**Task to complete**
Using the passage about Thomas Chatterton below, state whether each of the statements (a), (b), and (c) agrees with it. Answer yes or no for each, and quote the deciding words of the passage. (a) Horace Walpole published his correspondence with the young poet over four issues of The Gentleman’s Magazine. (b) At his death, Horace Walpole had collected twelve volumes of scrapbooks of press clippings on Thomas. (c) Lincoln’s Inn Fields was built to designs by Christopher Wren.

##### Text extract #####

The verdict of the inquest was ‘suicide by reason of insanity’ and
he was interred in the burial ground of Shoe Lane workhouse, but the legend of his thwarted genius had already begun. Many thought Horace Walpole instrumental in Thomas’s death. Twelve years later, in 1782, the weight of public pressure had become so great that he felt a guilty need to publish his entire correspondence with the young poet over four issues of
The Gentleman’s Magazine
. He concluded, ‘all of the house of forgery are relations’.
Fakery, or falsehood, was a growing preoccupation Throughout the eighteenth century. Fake coin was an ever present problem, but the very notion of what was real became pressing in the collective mind. Chatterton’s work sits on the cusp of the Augustan pursuit of the rational nature of Truth, and the Romantic vision of the Truth of Beauty. He would influence both William Blake and Samuel Taylor Coleridge. Keats was devoted to him. When Horace Walpole died, he had collected eighteen volumes of scrapbooks of press clippings on Thomas. In an unguarded moment Samuel Johnson admitted that ‘
it is wonderful
how the whelp has written such things’.
Just south of Holborn, Lincoln’s Inn Fields is now occupied by those practising law, but during the eighteenth century it had a more varied set of residents and a dangerous edge. It was built to designs by Inigo Jones and ‘
affords in its central enclosure
one of the largest and finest public gardens in London, and in point of antiquity is perhaps the oldest’. The square itself sat between Covent Garden and the official border of the City, running down Chancery Lane. It encompassed the spectrum of London life: rich and poor, drama, art and science.

##### Provided records #####

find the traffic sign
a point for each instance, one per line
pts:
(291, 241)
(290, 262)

#####

**Task response**
(a) Yes: "he felt a guilty need to publish his entire correspondence with the young poet over four issues of The Gentleman’s Magazine"
(b) No: "he had collected eighteen volumes of scrapbooks of press clippings on Thomas"
(c) No: "It was built to designs by Inigo Jones"